Material for this exercise: Begin
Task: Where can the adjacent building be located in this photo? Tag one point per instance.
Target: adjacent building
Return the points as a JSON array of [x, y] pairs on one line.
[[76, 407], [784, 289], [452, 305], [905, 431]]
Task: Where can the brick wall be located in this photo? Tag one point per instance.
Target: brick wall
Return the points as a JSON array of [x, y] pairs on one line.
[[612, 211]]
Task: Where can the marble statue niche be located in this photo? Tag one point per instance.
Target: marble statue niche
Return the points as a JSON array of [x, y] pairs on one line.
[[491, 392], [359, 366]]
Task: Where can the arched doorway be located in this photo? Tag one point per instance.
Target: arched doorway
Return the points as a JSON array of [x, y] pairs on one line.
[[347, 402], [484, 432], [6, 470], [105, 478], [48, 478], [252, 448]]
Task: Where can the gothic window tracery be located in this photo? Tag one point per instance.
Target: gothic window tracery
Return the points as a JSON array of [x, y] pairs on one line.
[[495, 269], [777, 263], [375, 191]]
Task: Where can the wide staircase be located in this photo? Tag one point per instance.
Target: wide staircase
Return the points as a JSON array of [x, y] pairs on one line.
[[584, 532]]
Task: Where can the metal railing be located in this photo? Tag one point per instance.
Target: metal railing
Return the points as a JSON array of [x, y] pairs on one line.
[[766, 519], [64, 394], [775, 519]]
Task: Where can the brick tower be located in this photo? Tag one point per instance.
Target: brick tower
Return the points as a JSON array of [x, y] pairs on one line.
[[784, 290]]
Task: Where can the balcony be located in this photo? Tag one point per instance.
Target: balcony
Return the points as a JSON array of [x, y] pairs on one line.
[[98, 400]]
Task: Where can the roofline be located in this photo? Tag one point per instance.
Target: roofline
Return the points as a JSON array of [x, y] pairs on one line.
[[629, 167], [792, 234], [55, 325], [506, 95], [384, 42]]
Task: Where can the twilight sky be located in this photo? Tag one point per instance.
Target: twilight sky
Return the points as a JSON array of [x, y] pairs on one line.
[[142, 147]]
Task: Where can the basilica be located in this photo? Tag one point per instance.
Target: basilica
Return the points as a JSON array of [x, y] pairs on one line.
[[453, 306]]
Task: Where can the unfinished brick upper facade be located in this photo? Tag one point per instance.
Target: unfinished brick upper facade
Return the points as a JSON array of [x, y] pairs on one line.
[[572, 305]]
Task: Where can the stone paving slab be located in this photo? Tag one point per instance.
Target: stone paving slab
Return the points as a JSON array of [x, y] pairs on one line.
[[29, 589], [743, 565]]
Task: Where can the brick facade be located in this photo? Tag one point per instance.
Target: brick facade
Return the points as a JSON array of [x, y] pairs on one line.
Material for this exercise: End
Work required: The response should be an exact repeat of the data above.

Solved problem:
Task: Where can the adjacent building be located in this photo? Tag one point per instance.
Target: adjacent building
Return the points as a JSON array of [x, y] pairs on one line.
[[76, 407], [784, 289], [452, 305], [905, 431]]
Task: Where can the brick wall be located in this photo? Tag one point per instance.
Target: brick wall
Return the points as a JSON array of [x, y] pairs on one line.
[[612, 211]]
Task: Where can the marble statue niche be located in this photo? Tag one point per instance.
Target: marble statue niche
Return the points as a JSON array of [x, y] pairs on one line.
[[491, 392], [359, 366]]
Task: Where can the arched doorway be located in this photo? Tag one point per instance.
Target: arched doorway
Return the points as a JSON array of [x, y] pairs on one line.
[[347, 402], [484, 432], [6, 470], [105, 478], [48, 478], [252, 448]]
Task: Where can the gothic window tracery be located in this photo? Tag one point per instance.
Target: gothic window tracery
Return the points as a JSON array of [x, y] pairs on one line.
[[495, 269], [777, 263], [375, 191]]
Task: Where can the wide staircase be located in this photo? Tag one point per instance.
Target: wide staircase
Return the points as a JSON array of [x, y] pairs on one line.
[[584, 532]]
Task: Where can the metal railing be located in this photo? Tag one point per instance.
Target: metal railing
Return the points as a JSON array of [x, y] pairs on one line.
[[766, 519], [64, 394], [775, 519]]
Task: Where can the brick tower be located in this photo? Tag one point per instance.
Target: brick tower
Return the points as a JSON array of [x, y] pairs on one line.
[[784, 290]]
Task: Where can the balcony be located in this photo? Tag one point per instance.
Target: balcony
Return the points as a JSON array of [x, y] pairs on one line.
[[98, 400]]
Task: Where can the roofline be located in this photo? Tag one point per instance.
Target: roofline
Return the points as a JSON array of [x, y] pairs on one line.
[[629, 167], [792, 234], [55, 325], [506, 95], [384, 42]]
Task: Where can the twilight sky be located in this photo? Tag one point per instance.
Target: twilight sky
Return the points as a JSON array of [x, y] pairs on one line.
[[142, 147]]
Task: Where can the basilica be located in this photo? Tag one point per instance.
Target: basilica
Return the points as a JSON array of [x, y] pairs on one line.
[[453, 306]]
Task: Where can the unfinished brick upper facade be located in this photo? Tag one point per instance.
Target: unfinished brick upper facade
Return the points as a JSON array of [x, y] pairs on one line.
[[572, 305]]
Task: Where can the stone paving slab be located in this photo? Tag one point per instance.
Target: stone paving slab
Return the points as a JSON array of [x, y] pairs on one line.
[[29, 589], [743, 565]]
Task: Where can the brick facade be located in this photo? Tag one point per instance.
Target: brick facade
Return the points as a JSON array of [x, y] pairs on one line.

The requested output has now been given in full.